(Set of tasks)
a: In the commentary on Syria, from what kind of position must Assad's opponents now operate?
b: Resume the commentary on Syria where it stops, carrying on after its last sentence.

(Document excerpt)
Segment Open

Picture a determined opponent of the Syrian régime, looking for a course of action with some chance of putting an end to this catastrophe – to overthrow Assad.  It is hard to imagine anyone coming up with a winning strategy today.  Assad’s opponents must now operate from a position of weakness.  Winning strategies would therefore have to come from a close watch on current realities, and a search for whatever opportunities the future may hold.

Unfortunately most of what we hear today about Syria has nothing to do with some future attempt to overthrow Assad.  It isn’t even aimed at helping Syrians living under his rule.  Instead of strategic thinking, we hear moralizing, dreams of vengeance and other varieties of wishful thinking, all wrapped up in talk of justice.  But it is just talk.  It has little to do with justice in any real-world sense.  It has little to do with even an intention to alleviate the suffering or restore the rights of the Syrian people.

Segment Closed

(Data for review)
Segment Open

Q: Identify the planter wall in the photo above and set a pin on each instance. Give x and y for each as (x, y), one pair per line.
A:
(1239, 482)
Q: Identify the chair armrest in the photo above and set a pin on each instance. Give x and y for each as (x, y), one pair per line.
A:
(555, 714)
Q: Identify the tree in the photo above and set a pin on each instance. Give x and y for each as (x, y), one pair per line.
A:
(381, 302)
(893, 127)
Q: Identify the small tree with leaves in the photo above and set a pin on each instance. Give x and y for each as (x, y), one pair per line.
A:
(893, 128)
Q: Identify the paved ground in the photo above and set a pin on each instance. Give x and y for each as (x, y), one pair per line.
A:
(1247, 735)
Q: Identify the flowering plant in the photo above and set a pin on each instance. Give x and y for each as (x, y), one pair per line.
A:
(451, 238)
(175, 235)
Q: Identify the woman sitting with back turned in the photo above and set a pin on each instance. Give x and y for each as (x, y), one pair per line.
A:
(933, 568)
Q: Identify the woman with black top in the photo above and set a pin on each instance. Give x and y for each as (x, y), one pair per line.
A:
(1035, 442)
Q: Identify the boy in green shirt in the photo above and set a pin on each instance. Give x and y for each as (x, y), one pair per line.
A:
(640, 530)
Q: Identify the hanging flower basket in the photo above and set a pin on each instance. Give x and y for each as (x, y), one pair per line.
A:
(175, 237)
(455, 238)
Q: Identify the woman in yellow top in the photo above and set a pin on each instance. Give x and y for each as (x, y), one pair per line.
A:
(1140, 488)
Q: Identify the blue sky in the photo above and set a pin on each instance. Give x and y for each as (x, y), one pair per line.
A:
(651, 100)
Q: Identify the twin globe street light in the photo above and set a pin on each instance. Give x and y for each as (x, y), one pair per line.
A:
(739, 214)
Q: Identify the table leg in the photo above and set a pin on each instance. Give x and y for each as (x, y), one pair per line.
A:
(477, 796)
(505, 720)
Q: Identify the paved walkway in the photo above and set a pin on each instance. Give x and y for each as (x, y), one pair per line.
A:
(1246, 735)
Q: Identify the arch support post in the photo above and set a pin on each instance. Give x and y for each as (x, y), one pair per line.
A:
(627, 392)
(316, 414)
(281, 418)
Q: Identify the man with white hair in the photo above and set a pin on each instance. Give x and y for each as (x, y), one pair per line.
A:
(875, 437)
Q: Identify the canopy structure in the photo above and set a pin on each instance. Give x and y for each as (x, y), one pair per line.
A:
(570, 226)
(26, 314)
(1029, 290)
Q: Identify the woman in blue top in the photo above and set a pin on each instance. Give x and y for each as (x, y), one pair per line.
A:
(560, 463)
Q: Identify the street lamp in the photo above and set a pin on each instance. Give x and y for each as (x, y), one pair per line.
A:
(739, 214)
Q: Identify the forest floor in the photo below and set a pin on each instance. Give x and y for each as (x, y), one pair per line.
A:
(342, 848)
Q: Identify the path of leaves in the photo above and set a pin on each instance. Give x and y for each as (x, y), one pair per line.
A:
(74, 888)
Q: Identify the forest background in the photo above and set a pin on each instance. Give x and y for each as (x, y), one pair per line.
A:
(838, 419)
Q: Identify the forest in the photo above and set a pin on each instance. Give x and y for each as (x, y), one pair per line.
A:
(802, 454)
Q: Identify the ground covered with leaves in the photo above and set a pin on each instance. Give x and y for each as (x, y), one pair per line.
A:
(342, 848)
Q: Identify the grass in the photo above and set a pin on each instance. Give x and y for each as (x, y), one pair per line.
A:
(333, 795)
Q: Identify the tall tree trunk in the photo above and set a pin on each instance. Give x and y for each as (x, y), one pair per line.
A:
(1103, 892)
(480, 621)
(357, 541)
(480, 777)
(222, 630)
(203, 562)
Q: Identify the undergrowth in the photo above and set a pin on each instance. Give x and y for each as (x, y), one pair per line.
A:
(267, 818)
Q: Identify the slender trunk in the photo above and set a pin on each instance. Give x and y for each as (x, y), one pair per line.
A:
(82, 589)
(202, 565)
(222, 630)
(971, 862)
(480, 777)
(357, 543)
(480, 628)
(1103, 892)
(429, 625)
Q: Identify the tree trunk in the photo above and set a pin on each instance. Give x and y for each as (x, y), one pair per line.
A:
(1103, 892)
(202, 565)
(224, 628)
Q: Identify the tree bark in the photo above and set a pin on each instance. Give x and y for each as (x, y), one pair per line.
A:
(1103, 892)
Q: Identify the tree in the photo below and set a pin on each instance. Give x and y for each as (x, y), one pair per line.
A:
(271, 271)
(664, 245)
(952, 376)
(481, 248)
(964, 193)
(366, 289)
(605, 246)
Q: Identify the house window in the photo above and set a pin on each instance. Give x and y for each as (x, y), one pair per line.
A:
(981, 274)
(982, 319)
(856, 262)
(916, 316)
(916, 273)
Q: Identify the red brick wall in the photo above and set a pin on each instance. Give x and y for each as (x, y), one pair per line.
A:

Segment Closed

(Exercise answers)
a: A position of weakness.

b:
Western media have - The New York Times, The Washington Post, the Guardian, and more centrist outlets like CNN - have been sympathetic to the Syrian revolution since its outbreak in 2011.  But this support has a particular slant.  There have been admiring portrayals of the democratic Syrian opposition - the Westernized, secular or liberal Muslim activists and politicians, the artists, the writers, overwhelmingly non-military figures.  There have been respectful accounts of brave journalists who bring back the news from these unthreatening sectors of the opposition.  There is much investigative work, documenting Assad’s atrocities and arguing, at great length, with those seeking to deflect guilt from the régime.  In defeat, these investigations tend to turn away from the present and towards the past.  Opposition has become, more and more, a matter of analysis and indignant commentary.

These efforts must at some point have had a role in the condemnations issued by important Western institutions – in official government statements, legislated sanctions like the American Caesar act, international arrest warrants, and the degradation of diplomatic relations with the Syrian régime.  These developments are sometimes described as victories, triumphs.  Indeed you can find defenses of Assad only in the ever-insignificant American left.

Yet Assad is no less a victor for all these declarations, researches, loud condemnations and dramatic gestures.  Not one of his captive subjects is any better off or more protected by this incessant outpouring of cruelly empty ‘support’.  Not one of them is helped by elegant commentators offering acidic observations about Gulf State, Egyptian or Jordanian, even Turkish cynicism.  This ‘support’ has indeed produced some results – the sanctions, the international indictments, the refusals to normalize.  It’s just that the results are valueless, as is the entire effort that produced them.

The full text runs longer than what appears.